#### [Extract to read]
Tower v. COMMISSIONER OF INTERNAL REVENUE

Decision Date02 April 1945
Docket NumberNo. 9868.,9868.
Citation148 F.2d 388
PartiesTOWER v. COMMISSIONER OF INTERNAL REVENUE.
CourtU.S. Court of Appeals — Sixth Circuit

Oscar E. Waer, of Grand Rapids, Mich., for petitioner.

S. Dee Hanson, of Washington, D. C. (Samuel O. Clark, Jr., Sewall Key, and Melva M. Graney, all of Washington, D. C., on the brief), for respondent.

Before SIMONS, MARTIN, and McALLISTER, Circuit Judges.

SIMONS, Circuit Judge.

This case, involving the question whether a wife's share of the earnings of a partnership are taxable to her or to her husband from whom her interest in the partnership is derived, is a close one, and falls somewhere in the area between the Second Circuit's decision in Humphreys v. Commissioner, 88 F.2d 430, and decisions in the Fifth and Tenth Circuits in Mead v. Commissioner, 131 F.2d 323, and Earp v. Jones, 131 F.2d 292, respectively.

#### [Directive]
In the court opinion excerpt, which judge wrote the opinion?

#### [Data provided]
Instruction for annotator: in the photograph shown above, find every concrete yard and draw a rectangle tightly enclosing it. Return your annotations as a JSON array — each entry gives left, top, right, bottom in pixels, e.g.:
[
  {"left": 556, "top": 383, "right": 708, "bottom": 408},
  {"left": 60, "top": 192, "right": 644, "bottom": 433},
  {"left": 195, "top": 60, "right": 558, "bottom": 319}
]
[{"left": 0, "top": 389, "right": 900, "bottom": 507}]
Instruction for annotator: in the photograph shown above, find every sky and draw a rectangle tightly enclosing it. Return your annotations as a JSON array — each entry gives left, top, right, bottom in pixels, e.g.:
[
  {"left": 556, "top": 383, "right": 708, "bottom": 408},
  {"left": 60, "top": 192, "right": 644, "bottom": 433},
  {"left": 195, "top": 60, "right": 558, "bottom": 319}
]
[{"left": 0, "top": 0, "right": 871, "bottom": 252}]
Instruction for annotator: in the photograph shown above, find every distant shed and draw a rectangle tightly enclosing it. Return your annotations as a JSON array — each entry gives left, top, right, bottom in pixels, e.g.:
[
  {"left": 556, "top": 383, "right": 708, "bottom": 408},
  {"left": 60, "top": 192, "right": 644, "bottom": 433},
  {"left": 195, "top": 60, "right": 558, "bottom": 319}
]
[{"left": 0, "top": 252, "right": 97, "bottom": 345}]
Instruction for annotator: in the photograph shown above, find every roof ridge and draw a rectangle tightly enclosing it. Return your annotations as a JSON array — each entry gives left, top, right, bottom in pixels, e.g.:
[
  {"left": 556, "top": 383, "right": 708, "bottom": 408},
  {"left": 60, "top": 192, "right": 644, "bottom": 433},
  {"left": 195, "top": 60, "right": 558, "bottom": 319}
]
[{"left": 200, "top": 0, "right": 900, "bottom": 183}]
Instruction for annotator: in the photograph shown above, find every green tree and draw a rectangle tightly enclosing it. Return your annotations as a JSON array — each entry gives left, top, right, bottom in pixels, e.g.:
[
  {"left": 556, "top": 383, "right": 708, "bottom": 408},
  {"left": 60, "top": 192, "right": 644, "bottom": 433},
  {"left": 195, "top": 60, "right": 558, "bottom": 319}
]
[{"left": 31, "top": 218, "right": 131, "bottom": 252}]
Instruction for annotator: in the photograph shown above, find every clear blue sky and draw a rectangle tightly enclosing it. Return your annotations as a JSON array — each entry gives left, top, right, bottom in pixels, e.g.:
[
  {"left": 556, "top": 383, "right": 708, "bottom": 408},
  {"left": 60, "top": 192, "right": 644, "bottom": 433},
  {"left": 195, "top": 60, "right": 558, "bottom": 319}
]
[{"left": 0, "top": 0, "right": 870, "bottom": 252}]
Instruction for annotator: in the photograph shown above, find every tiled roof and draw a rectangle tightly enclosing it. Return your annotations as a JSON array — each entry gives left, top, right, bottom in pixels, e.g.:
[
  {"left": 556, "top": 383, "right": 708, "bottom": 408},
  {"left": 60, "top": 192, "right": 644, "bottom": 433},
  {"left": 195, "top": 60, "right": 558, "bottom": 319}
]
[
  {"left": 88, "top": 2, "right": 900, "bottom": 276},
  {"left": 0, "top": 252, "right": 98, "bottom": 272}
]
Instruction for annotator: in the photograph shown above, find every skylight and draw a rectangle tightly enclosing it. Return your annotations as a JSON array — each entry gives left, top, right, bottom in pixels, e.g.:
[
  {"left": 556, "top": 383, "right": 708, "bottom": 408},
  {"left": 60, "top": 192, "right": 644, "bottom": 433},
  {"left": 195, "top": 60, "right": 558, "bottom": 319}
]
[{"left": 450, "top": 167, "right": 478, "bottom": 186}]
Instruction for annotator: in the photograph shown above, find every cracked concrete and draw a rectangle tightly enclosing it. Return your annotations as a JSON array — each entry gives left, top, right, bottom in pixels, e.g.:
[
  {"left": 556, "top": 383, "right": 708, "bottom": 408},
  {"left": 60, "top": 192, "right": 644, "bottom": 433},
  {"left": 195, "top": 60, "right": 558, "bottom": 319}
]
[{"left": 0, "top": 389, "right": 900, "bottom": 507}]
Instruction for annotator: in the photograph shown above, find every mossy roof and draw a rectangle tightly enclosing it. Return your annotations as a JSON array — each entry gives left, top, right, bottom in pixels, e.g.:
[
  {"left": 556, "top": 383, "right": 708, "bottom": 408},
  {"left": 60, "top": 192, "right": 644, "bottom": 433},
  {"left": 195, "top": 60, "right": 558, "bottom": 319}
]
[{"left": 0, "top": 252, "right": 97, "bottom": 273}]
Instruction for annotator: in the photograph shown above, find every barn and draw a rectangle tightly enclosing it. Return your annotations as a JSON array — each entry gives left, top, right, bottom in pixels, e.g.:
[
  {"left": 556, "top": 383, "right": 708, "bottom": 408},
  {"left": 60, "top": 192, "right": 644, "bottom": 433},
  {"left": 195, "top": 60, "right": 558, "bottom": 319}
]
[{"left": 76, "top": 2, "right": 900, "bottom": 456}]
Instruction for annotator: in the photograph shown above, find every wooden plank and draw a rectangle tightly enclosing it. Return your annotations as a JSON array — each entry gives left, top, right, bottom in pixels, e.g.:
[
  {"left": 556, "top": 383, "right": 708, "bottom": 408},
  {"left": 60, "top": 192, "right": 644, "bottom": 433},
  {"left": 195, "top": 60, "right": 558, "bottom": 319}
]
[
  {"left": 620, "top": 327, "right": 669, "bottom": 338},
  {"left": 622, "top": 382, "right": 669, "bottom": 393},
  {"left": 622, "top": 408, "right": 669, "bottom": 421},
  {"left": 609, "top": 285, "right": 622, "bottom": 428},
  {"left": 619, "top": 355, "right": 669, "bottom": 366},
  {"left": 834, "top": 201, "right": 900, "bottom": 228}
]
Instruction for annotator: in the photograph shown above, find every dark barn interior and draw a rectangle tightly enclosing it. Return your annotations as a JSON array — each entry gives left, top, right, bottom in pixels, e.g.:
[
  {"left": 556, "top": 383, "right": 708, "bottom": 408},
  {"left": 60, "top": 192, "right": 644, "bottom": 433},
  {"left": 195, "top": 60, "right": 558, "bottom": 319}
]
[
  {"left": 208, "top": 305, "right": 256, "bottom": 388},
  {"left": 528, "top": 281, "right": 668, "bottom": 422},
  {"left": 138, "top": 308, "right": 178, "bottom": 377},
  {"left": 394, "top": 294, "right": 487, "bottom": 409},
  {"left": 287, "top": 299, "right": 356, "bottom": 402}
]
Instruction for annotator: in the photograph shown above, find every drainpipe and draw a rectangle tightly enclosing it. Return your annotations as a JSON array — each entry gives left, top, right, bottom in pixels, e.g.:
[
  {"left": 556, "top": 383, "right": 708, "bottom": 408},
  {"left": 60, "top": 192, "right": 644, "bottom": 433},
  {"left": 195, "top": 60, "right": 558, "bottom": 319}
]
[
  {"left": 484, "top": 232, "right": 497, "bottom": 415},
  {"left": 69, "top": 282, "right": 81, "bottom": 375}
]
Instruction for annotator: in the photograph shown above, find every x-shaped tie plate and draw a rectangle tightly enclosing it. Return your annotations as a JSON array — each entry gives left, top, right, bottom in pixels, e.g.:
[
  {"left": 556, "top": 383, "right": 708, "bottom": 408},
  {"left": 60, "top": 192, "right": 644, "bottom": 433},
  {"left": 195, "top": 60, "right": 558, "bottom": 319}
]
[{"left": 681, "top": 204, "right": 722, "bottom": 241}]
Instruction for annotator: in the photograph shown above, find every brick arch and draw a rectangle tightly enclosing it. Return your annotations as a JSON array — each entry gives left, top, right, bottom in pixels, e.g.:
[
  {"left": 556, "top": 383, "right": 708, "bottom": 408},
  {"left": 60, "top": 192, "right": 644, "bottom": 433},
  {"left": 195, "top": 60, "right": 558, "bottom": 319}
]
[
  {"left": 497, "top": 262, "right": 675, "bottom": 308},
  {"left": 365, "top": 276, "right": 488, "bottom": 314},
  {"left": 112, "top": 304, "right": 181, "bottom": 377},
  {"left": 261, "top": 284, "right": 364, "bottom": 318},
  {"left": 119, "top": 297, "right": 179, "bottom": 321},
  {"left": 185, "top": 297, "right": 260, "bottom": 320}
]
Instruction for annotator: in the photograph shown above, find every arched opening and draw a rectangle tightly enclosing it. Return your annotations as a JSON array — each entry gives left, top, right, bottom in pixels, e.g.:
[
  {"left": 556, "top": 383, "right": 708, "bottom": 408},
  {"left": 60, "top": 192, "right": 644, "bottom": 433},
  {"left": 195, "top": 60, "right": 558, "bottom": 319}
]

#### [Finished answer]
Circuit Judge Simons.